REQUIRED TASK: List every line in the records below that contains the string "deck". Matching is case-sensitive.

==== TASK DATA ====

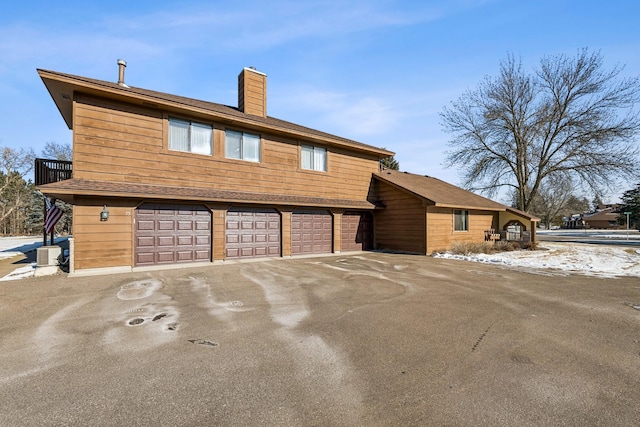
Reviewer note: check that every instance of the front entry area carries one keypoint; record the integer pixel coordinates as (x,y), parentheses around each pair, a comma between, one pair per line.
(171,234)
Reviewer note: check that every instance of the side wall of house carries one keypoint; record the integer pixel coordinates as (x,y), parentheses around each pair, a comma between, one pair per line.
(126,143)
(400,226)
(440,232)
(100,244)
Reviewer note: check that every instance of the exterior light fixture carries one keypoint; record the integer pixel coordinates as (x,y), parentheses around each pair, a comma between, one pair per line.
(104,215)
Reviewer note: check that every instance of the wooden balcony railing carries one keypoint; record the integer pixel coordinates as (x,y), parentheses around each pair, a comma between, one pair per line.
(48,171)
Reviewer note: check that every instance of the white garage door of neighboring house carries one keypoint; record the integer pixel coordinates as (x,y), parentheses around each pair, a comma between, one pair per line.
(311,232)
(170,234)
(252,233)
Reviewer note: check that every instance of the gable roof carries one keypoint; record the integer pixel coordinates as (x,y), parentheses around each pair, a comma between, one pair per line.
(62,86)
(69,188)
(443,194)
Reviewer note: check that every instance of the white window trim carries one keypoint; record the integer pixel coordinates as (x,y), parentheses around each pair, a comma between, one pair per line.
(466,224)
(190,135)
(314,167)
(242,153)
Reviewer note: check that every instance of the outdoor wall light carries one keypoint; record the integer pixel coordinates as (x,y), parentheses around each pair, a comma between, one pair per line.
(104,215)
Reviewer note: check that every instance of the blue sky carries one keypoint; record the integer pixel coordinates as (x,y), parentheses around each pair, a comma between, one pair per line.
(376,71)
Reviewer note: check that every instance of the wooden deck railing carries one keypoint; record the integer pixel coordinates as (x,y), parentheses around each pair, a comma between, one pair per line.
(48,171)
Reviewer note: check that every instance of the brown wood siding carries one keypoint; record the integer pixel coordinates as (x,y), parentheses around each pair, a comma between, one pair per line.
(311,232)
(122,143)
(357,231)
(441,234)
(252,233)
(172,234)
(400,226)
(99,244)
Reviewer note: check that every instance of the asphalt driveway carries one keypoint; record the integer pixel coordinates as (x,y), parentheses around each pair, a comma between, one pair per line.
(368,339)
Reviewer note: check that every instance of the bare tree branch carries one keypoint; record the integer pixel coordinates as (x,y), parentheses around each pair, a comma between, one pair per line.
(570,119)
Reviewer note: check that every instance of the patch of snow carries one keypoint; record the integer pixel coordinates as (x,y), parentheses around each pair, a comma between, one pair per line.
(20,273)
(594,260)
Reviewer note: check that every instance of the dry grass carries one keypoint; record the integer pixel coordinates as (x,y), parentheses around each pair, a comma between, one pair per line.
(470,248)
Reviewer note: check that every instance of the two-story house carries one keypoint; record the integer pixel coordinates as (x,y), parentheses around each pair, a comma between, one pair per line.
(163,179)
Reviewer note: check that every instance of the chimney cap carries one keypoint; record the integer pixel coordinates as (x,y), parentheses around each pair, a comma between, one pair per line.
(253,70)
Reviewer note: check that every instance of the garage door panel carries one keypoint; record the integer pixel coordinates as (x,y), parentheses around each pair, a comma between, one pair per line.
(252,232)
(166,257)
(166,241)
(168,234)
(312,232)
(357,231)
(203,240)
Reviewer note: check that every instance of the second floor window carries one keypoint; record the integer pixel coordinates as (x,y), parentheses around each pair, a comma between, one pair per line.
(460,220)
(313,158)
(190,136)
(243,146)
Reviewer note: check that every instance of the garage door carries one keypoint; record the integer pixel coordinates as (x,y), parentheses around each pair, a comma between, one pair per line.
(311,232)
(252,233)
(357,231)
(170,234)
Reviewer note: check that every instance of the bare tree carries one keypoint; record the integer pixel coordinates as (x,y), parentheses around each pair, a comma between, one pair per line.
(54,151)
(570,119)
(552,200)
(390,162)
(14,190)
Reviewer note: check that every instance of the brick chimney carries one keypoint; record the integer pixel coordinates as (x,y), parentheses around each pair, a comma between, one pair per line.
(252,92)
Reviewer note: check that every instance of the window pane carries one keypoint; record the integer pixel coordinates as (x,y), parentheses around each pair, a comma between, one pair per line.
(251,147)
(178,135)
(319,159)
(200,139)
(232,144)
(306,157)
(461,220)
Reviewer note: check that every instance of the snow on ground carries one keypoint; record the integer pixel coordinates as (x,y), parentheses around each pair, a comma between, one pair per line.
(565,258)
(14,246)
(555,258)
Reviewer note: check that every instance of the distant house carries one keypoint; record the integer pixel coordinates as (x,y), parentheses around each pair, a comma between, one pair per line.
(159,179)
(605,217)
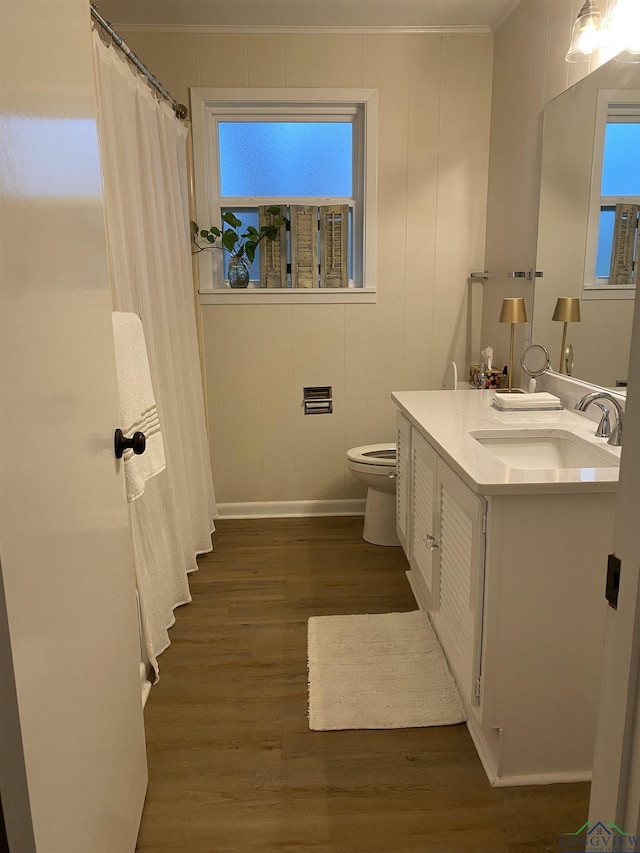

====

COMPLETED EXERCISE:
Reviewer note: check that every instance of the wooden deck railing carries one keypoint; record the integer pixel coordinates as (x,y), parentheses around each pair, a comma between, one pair per line.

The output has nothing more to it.